[BEGIN DOCUMENT PASSAGE]

# Would this work?



## K9-Design (Jan 18, 2009)

No that is not a show lead. A show lead will cost you about $5. You need something like this:
Mediumweight Braided Loop Lead Three-eighths inch - Cherrybrook


----------



## Stretchdrive (Mar 12, 2011)

See if you could borrow one from someone, if you don't feel like ordering one. You can also find them at AKC All Breed shows. I bought both of mine at shows. There is a show coming up in Lake Elmo in a few weeks.


----------



## Jige (Mar 17, 2011)

Thanks I didnyt think it would work just hoping I could use it for hunt and show save a little money but I guess I will just order the other one I was looking at.
Martingale Show Lead - Large 12" | Pet Supplies, Horse Supplies, Dog Supplies | KVsupply.com

What colour would you recommend. I was thinking tan but maybe I should go with brown the one I posted in the link doesnt come in brown but the one K-9 design posted up does.


----------



## K9-Design (Jan 18, 2009)

I like either black, white or tan. Don't do brown.


----------



## CarolinaCasey (Jun 1, 2007)

I've been told that the martingale type are OK for puppies but to get a regular choke for older puppies and adults. I tried the martingale and cloth and my dog does much better on the hex-snake type chain choke and a nylon cord for me. See if you can borrow one from a friend/breeder and buy one that you like at the show.


----------



## Jige (Mar 17, 2011)

No vendors at this show so I cant do that wish I could see them first. I was looking at the choke collar and leash set up I really like this little gold choker I saw. Maybe I will go that route when he is bogger tho so I dont waste money. I will order the show lead in tan for now. Thanks everyone for your help.


----------

[END DOCUMENT PASSAGE]
[BEGIN STORED RECORDS]

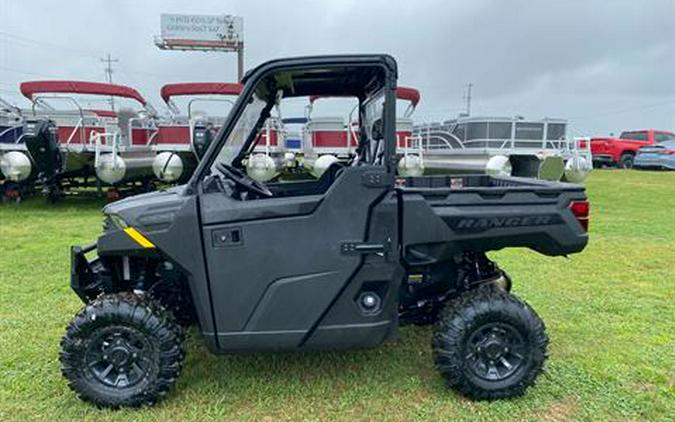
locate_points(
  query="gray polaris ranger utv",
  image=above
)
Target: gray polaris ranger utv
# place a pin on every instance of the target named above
(337, 262)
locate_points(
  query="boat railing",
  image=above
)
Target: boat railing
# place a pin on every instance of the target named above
(439, 139)
(100, 139)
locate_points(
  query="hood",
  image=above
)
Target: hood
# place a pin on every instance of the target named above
(150, 211)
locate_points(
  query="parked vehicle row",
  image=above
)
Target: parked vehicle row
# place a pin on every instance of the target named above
(624, 151)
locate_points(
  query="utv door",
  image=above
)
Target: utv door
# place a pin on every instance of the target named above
(315, 271)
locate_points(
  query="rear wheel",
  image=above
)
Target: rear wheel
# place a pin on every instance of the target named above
(626, 161)
(489, 344)
(122, 350)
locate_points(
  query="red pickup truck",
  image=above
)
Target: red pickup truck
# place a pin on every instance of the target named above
(621, 151)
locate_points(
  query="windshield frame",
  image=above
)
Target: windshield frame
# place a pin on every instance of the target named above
(252, 81)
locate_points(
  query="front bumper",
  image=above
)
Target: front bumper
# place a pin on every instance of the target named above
(85, 276)
(655, 163)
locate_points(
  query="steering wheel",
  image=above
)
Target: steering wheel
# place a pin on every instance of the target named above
(242, 180)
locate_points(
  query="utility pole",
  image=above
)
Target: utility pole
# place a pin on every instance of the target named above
(108, 72)
(467, 99)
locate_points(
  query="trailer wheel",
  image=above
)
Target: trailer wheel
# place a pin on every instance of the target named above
(489, 344)
(122, 350)
(626, 161)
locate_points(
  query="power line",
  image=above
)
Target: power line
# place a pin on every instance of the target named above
(108, 71)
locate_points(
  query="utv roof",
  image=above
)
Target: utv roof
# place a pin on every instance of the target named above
(28, 89)
(199, 88)
(339, 75)
(402, 93)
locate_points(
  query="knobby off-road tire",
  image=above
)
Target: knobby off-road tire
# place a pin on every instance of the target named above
(489, 344)
(122, 350)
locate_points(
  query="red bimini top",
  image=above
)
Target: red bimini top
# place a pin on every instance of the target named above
(200, 88)
(402, 93)
(28, 89)
(410, 94)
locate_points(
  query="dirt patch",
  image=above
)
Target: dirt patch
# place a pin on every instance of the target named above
(559, 411)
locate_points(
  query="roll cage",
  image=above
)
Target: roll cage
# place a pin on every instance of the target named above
(360, 76)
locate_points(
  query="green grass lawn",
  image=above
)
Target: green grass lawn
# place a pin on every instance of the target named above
(610, 313)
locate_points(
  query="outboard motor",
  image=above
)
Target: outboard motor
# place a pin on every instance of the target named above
(41, 139)
(202, 135)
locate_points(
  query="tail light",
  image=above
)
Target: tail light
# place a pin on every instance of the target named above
(581, 210)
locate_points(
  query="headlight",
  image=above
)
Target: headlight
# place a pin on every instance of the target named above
(118, 221)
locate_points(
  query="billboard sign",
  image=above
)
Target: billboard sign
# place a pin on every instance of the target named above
(226, 30)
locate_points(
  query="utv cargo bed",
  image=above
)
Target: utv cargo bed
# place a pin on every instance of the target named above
(482, 213)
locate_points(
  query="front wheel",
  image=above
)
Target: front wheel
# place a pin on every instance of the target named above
(489, 344)
(122, 350)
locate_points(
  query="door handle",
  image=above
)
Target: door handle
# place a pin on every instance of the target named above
(357, 248)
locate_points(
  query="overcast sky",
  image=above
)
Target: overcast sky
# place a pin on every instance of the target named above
(604, 65)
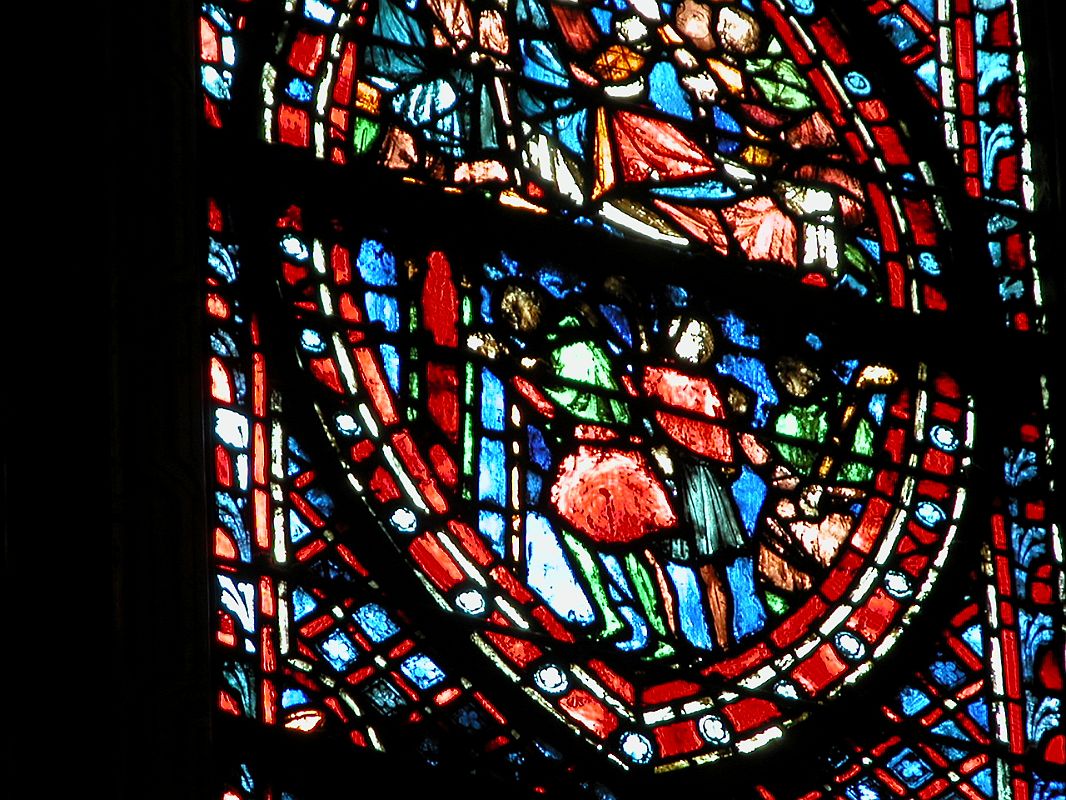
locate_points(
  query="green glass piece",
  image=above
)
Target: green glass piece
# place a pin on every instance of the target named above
(585, 363)
(782, 84)
(646, 592)
(364, 133)
(863, 438)
(802, 422)
(777, 604)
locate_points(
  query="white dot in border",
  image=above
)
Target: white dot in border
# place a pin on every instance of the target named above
(470, 601)
(551, 678)
(852, 648)
(713, 729)
(636, 748)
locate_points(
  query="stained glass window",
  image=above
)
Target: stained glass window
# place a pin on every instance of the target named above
(620, 396)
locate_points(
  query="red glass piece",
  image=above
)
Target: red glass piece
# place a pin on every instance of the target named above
(306, 53)
(611, 495)
(650, 148)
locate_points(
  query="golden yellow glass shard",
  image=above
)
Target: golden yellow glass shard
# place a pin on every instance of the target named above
(602, 157)
(728, 76)
(368, 98)
(617, 63)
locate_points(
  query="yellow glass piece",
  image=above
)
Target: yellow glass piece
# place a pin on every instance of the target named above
(617, 63)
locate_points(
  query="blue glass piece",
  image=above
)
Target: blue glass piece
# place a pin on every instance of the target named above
(924, 8)
(602, 18)
(376, 265)
(538, 450)
(929, 74)
(899, 31)
(850, 283)
(710, 190)
(549, 573)
(558, 283)
(725, 122)
(748, 613)
(222, 344)
(983, 781)
(375, 621)
(390, 360)
(947, 672)
(1012, 289)
(383, 308)
(617, 319)
(220, 16)
(752, 372)
(300, 90)
(569, 129)
(229, 515)
(303, 604)
(749, 492)
(530, 12)
(910, 768)
(867, 788)
(690, 605)
(385, 697)
(876, 408)
(638, 626)
(470, 717)
(913, 701)
(844, 370)
(992, 68)
(979, 713)
(393, 24)
(216, 82)
(320, 500)
(339, 651)
(311, 340)
(297, 529)
(542, 64)
(491, 401)
(994, 141)
(491, 526)
(491, 472)
(736, 330)
(223, 260)
(677, 297)
(972, 636)
(486, 304)
(666, 93)
(293, 697)
(319, 11)
(297, 451)
(857, 83)
(246, 782)
(534, 484)
(930, 513)
(949, 729)
(804, 8)
(422, 671)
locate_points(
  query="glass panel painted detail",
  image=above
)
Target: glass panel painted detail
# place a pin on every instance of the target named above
(307, 639)
(599, 484)
(738, 130)
(968, 63)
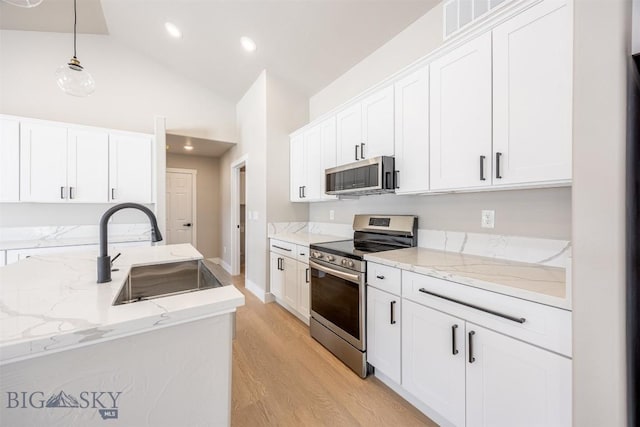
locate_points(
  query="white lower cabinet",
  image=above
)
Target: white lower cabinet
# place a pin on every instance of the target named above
(473, 376)
(450, 360)
(383, 332)
(433, 360)
(290, 277)
(512, 383)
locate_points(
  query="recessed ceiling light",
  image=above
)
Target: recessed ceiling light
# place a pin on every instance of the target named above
(173, 30)
(248, 44)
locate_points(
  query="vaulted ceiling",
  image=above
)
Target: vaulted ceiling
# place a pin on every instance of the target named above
(308, 43)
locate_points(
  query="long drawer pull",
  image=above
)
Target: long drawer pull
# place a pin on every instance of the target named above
(486, 310)
(454, 349)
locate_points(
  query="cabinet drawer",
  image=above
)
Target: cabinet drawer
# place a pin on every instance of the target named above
(283, 248)
(544, 326)
(384, 277)
(302, 253)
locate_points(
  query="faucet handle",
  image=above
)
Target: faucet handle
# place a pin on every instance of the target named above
(115, 258)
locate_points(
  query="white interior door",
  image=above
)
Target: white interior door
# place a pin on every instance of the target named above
(180, 220)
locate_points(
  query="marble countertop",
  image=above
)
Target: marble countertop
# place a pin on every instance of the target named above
(305, 238)
(72, 241)
(52, 303)
(533, 282)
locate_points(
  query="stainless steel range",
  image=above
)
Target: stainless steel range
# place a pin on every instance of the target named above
(338, 279)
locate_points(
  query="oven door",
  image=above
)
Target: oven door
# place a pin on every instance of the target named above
(338, 301)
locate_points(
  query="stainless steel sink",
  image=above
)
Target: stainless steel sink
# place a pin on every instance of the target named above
(160, 280)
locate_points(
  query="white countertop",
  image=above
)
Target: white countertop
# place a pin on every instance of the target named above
(304, 238)
(51, 303)
(533, 282)
(72, 241)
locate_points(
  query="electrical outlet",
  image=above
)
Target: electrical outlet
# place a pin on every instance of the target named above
(488, 219)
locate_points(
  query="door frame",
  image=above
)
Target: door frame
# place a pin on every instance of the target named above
(194, 200)
(235, 213)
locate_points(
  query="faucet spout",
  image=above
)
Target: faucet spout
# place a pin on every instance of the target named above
(104, 260)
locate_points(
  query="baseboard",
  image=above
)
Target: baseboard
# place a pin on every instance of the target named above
(221, 263)
(425, 409)
(255, 289)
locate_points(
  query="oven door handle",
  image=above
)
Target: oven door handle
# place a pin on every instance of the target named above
(355, 278)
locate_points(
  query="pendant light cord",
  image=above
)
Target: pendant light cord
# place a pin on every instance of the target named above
(75, 23)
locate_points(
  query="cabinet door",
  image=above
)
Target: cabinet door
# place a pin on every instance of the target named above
(349, 134)
(412, 132)
(313, 172)
(129, 168)
(290, 291)
(9, 160)
(460, 117)
(276, 275)
(88, 166)
(304, 302)
(532, 72)
(377, 124)
(513, 383)
(329, 155)
(433, 360)
(297, 170)
(43, 162)
(383, 332)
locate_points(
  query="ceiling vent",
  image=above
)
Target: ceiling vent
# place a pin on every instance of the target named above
(459, 14)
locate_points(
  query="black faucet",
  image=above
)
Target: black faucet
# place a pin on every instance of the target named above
(104, 260)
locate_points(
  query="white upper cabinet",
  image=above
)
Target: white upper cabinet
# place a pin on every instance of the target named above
(43, 162)
(297, 167)
(349, 134)
(532, 72)
(365, 129)
(87, 165)
(377, 124)
(9, 160)
(412, 132)
(312, 151)
(511, 383)
(460, 100)
(328, 154)
(130, 158)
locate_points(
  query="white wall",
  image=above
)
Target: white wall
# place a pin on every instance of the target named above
(208, 208)
(287, 110)
(130, 89)
(601, 46)
(541, 213)
(416, 41)
(252, 142)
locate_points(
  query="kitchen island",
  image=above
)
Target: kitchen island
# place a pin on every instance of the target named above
(70, 357)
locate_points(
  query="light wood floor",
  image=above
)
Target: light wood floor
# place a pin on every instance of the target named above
(283, 377)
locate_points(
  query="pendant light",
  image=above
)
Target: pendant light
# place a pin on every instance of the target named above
(24, 3)
(72, 77)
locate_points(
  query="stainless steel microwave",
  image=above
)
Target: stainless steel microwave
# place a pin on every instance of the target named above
(369, 176)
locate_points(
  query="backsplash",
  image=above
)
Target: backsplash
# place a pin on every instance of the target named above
(64, 235)
(554, 253)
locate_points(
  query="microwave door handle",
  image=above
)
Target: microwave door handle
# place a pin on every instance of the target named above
(355, 278)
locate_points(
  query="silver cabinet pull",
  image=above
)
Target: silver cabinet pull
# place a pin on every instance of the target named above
(454, 350)
(471, 357)
(477, 307)
(393, 313)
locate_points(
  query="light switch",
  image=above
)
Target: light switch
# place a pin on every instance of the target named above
(488, 219)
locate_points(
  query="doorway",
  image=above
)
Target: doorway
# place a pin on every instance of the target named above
(239, 197)
(181, 206)
(242, 218)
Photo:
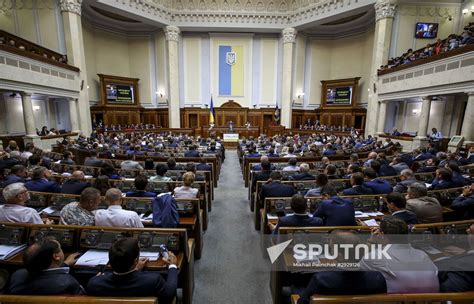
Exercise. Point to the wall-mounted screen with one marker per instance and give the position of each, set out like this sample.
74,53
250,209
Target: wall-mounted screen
426,30
337,96
120,93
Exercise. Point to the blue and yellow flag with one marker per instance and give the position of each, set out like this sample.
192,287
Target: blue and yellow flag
231,70
212,113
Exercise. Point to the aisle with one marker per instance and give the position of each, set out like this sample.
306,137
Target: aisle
232,268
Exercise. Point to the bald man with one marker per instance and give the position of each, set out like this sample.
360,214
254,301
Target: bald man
75,184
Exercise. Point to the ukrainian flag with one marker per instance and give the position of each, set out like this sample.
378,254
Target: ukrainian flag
212,113
231,70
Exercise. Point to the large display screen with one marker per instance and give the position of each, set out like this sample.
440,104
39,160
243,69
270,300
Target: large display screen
120,93
339,96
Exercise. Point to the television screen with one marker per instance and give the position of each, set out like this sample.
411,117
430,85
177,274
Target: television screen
339,96
426,30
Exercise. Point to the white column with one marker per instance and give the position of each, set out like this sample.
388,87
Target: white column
28,116
381,117
73,114
467,129
71,13
289,38
172,70
384,13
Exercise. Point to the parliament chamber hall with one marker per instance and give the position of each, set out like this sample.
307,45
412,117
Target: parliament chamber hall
236,151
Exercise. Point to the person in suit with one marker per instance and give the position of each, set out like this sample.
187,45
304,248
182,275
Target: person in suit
39,181
300,218
335,211
464,204
128,278
46,271
344,282
17,175
92,160
406,179
396,204
358,188
406,269
427,209
274,188
140,183
75,184
192,152
453,272
378,185
304,173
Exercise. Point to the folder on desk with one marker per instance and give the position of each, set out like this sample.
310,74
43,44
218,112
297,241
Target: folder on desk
7,251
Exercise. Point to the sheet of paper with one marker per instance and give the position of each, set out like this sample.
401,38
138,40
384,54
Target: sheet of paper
93,258
371,222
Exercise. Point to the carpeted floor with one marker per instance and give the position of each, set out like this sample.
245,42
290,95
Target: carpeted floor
232,269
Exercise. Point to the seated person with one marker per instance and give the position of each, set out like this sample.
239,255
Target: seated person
67,159
140,188
452,273
427,209
39,181
114,215
75,184
17,175
160,174
358,188
128,279
300,218
46,271
344,282
408,270
321,181
406,179
186,191
464,204
396,204
378,185
81,213
15,211
304,173
335,211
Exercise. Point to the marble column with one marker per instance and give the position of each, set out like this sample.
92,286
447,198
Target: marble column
28,116
71,13
73,114
289,39
467,129
172,70
381,117
384,13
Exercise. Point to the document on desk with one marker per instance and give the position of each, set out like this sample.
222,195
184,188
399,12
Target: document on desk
152,256
7,251
93,258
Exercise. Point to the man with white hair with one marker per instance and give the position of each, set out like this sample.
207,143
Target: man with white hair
14,210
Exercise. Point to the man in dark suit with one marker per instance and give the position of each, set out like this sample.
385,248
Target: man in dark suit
129,280
454,274
344,282
300,218
275,188
46,272
304,173
17,175
75,184
40,183
396,203
335,211
358,188
140,183
378,185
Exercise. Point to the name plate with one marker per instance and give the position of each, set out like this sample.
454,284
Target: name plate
231,137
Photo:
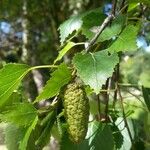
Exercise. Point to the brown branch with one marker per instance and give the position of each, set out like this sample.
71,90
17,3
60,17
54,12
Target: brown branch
124,115
103,26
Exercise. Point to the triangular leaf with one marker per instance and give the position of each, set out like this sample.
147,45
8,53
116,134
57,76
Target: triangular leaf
24,141
95,68
21,114
126,40
64,51
59,78
10,77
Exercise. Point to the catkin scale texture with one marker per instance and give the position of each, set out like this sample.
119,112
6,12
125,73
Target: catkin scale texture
76,107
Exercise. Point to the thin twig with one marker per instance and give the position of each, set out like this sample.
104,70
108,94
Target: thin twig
99,107
124,115
103,26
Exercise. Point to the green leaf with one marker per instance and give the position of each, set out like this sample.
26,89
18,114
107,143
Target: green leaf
13,99
92,130
103,139
70,25
146,95
44,138
95,68
24,141
127,144
13,136
67,144
65,50
10,77
126,40
147,2
59,78
118,137
21,114
145,79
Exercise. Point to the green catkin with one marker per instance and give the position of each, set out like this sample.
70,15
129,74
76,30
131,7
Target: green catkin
76,109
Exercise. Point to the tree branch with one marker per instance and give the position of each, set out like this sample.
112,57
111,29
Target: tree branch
103,26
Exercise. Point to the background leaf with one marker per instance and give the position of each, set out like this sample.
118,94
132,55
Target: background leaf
59,78
92,23
126,41
70,25
10,77
21,114
13,136
24,141
91,20
95,68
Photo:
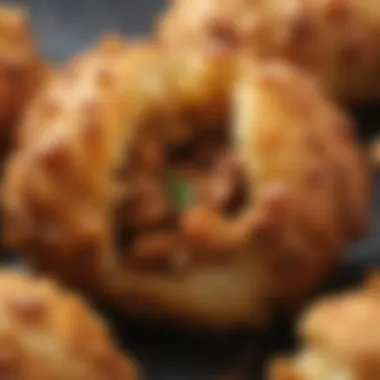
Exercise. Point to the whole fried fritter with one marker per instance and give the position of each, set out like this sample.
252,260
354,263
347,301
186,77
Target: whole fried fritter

[END STORED RECORDS]

» INSTRUCTIONS
a - Name every color mentioned in the show lead thread.
b - Summarize the show lead thread in two sentences.
c - In the show lead thread, about how much does K9-Design say a show lead costs?

» PROBLEM SOLUTIONS
a - Tan, brown, black, white, gold

b - Replying to a question about whether a lead would work, forum members say it is not a show lead, point to a braided loop lead, suggest borrowing one or buying at AKC All Breed shows, and advise black, white or tan rather than brown. Since the coming show has no vendors, the original poster decides to order a show lead in tan for now and maybe get a choke collar and leash later.

c - About $5.